▶ _Instruction_
Write out the data again exactly, skipping every picture.

▶ _Materials provided_
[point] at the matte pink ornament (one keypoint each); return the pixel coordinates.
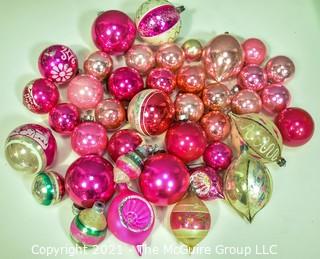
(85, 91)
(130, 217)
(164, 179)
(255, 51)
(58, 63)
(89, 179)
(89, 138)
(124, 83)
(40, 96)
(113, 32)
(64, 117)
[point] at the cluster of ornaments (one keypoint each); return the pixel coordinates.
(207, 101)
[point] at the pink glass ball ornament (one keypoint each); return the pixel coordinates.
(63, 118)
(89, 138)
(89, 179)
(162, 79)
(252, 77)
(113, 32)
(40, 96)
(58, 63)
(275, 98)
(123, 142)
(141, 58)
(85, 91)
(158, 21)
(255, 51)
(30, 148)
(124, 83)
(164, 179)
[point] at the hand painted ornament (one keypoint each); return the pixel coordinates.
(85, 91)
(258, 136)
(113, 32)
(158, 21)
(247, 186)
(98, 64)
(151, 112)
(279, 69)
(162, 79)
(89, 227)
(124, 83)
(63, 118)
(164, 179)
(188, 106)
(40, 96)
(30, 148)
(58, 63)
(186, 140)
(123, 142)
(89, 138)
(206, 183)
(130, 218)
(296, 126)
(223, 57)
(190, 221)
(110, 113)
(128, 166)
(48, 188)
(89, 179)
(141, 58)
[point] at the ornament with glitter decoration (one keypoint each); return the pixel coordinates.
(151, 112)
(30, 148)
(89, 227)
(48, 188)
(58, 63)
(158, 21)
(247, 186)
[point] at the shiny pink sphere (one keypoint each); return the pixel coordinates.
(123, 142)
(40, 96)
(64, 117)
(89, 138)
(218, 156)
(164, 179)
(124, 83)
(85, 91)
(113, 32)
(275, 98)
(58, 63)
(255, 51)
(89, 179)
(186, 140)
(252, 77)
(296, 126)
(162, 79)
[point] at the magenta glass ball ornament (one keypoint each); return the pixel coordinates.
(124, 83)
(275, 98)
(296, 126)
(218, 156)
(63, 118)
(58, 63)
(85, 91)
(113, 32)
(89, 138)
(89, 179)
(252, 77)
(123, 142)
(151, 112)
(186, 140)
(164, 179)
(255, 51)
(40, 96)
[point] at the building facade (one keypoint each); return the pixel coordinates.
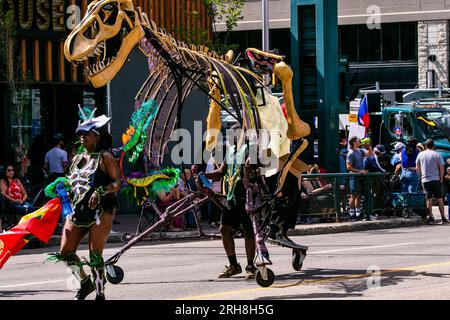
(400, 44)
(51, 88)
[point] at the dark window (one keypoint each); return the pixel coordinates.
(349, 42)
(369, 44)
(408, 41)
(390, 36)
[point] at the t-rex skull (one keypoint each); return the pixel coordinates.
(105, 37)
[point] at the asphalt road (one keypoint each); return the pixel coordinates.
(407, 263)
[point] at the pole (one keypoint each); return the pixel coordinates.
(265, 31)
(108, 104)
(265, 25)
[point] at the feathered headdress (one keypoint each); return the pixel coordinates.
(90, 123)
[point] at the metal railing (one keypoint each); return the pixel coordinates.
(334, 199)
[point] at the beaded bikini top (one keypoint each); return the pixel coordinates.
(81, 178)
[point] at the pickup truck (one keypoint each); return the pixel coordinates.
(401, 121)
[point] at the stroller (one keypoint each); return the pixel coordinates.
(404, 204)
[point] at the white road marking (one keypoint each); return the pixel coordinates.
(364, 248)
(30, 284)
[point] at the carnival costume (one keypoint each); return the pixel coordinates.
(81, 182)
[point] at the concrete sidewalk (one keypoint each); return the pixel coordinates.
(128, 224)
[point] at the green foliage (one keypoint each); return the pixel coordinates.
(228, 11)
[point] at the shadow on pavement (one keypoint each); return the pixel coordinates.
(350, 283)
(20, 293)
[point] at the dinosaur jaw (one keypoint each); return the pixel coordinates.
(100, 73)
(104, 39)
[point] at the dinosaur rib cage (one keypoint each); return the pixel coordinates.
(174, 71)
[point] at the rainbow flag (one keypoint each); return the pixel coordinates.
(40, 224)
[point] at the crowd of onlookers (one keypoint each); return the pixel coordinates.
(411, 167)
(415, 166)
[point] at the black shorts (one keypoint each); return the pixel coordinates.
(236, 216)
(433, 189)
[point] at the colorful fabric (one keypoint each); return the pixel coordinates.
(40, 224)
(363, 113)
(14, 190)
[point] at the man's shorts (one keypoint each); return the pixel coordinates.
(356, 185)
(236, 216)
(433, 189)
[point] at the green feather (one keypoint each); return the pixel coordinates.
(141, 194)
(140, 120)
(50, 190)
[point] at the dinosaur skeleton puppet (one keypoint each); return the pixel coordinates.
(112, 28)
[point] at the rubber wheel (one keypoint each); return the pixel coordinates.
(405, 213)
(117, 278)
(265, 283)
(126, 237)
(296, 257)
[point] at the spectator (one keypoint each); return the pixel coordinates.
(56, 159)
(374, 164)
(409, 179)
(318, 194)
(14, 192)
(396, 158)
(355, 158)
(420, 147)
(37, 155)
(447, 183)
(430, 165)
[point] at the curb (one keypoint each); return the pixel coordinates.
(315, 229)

▶ _Written solution_
[point] at the matte pink ornament (one keypoint each); return the pixel coordinates.
(85, 91)
(130, 217)
(164, 179)
(255, 51)
(58, 63)
(89, 179)
(89, 138)
(124, 83)
(40, 96)
(113, 32)
(64, 117)
[point] at the cluster of ornaments (one keypoint each); return the pixel coordinates.
(207, 101)
[point] at the pink glass ball ornament (one keypoint each); return the pixel coordinates.
(63, 118)
(89, 138)
(89, 179)
(162, 79)
(252, 77)
(113, 32)
(40, 96)
(58, 63)
(275, 98)
(123, 142)
(141, 58)
(85, 91)
(158, 21)
(255, 51)
(30, 148)
(124, 83)
(164, 179)
[point] at the hand painted ornament (one keypoint each); return the pixel coordinates.
(85, 91)
(258, 136)
(113, 32)
(158, 21)
(247, 186)
(98, 64)
(151, 112)
(279, 69)
(162, 79)
(89, 227)
(124, 83)
(63, 118)
(164, 179)
(188, 106)
(40, 96)
(30, 148)
(58, 63)
(186, 140)
(123, 142)
(89, 138)
(206, 183)
(130, 218)
(296, 126)
(223, 57)
(190, 221)
(110, 113)
(128, 166)
(48, 188)
(89, 179)
(141, 58)
[point] at the ornament with glitter decoration (one keypoint each); return the pixel coordinates.
(151, 112)
(30, 148)
(89, 227)
(48, 188)
(58, 63)
(158, 21)
(247, 186)
[point] at the shiny pink sphere (one keypoint each); return the pixel coordinates.
(123, 142)
(40, 96)
(64, 117)
(89, 138)
(218, 156)
(164, 179)
(124, 83)
(85, 91)
(113, 32)
(275, 98)
(58, 63)
(255, 51)
(89, 179)
(186, 140)
(252, 77)
(296, 126)
(162, 79)
[point] at the magenta glass ball ornament (one keypoint each); return the pixel coordinates.
(124, 83)
(275, 98)
(296, 126)
(218, 156)
(63, 118)
(58, 63)
(85, 91)
(113, 32)
(89, 138)
(89, 179)
(252, 77)
(123, 142)
(151, 112)
(186, 140)
(164, 179)
(255, 51)
(40, 96)
[point] at the building facade (one keypoint each); return the pixel coordinates.
(400, 44)
(51, 88)
[point] at the dark window (one keypoint each); return the pixel coordinates.
(349, 42)
(369, 44)
(408, 41)
(390, 36)
[point] at the t-rex skull (one keypoint each); return the pixel coordinates.
(105, 37)
[point] at the asphalt road (one keypoint each); return the pixel coordinates.
(407, 263)
[point] at the pole (one keypoint each); return the pixel coordinates.
(265, 31)
(108, 104)
(265, 25)
[point] at the feathered headdress (one keypoint each); return the pixel coordinates.
(90, 123)
[point] at the metal railing (one keypoint each); return the pixel coordinates.
(334, 199)
[point] at the beaded bikini top (one keypoint each); return the pixel coordinates.
(81, 178)
[point] at the pickup truck (one keypoint each); return the pixel coordinates.
(401, 121)
[point] at the stroller (one keypoint each); return the pixel coordinates.
(404, 204)
[point] at the white road marking (one keypoint each); return the pixel coordinates.
(364, 248)
(30, 284)
[point] at the carnival costume (one keypoint each); return the pixel coordinates.
(81, 182)
[point] at the concrete sidewalk (one keypoint each); return the pixel coordinates.
(128, 224)
[point] at the green foliage (one keypoint each); return the pixel coordinates.
(228, 11)
[point] at the shadow on pavement (one keypoint each); return the pixel coordinates.
(350, 283)
(20, 293)
[point] at the dinosaur jaw (one keypoint each); return the pixel coordinates.
(100, 73)
(104, 39)
[point] at the dinosaur rib cage (one keypoint each); return the pixel coordinates.
(174, 71)
[point] at the rainbow flag (one keypoint each); return the pixel coordinates.
(40, 224)
[point] at the crowd of onlookers (one keypoint each); return the pixel coordinates.
(411, 167)
(415, 166)
[point] at the black shorts (one keypoint each); return the pixel coordinates.
(236, 216)
(433, 189)
[point] at the colorful fabric (one keypoint each); return the pixel coordinates.
(40, 224)
(363, 113)
(14, 190)
[point] at the man's shorts (one keypoint each); return the pixel coordinates.
(356, 185)
(236, 216)
(433, 189)
[point] at the green feather (one keypoint each); return the pixel coordinates.
(141, 194)
(140, 120)
(50, 190)
[point] at the dinosaur skeleton puppet (one keypoint each); return the pixel coordinates.
(112, 28)
[point] at the rubber wheel (one keypoint each); return the pixel coordinates.
(405, 213)
(117, 278)
(265, 283)
(126, 237)
(296, 257)
[point] at the spectator (one keypoint each); return the pixel coordinates.
(56, 159)
(374, 164)
(409, 179)
(318, 194)
(14, 192)
(396, 158)
(355, 158)
(420, 147)
(37, 155)
(447, 183)
(430, 165)
[point] at the curb (one keypoint each); return the pixel coordinates.
(315, 229)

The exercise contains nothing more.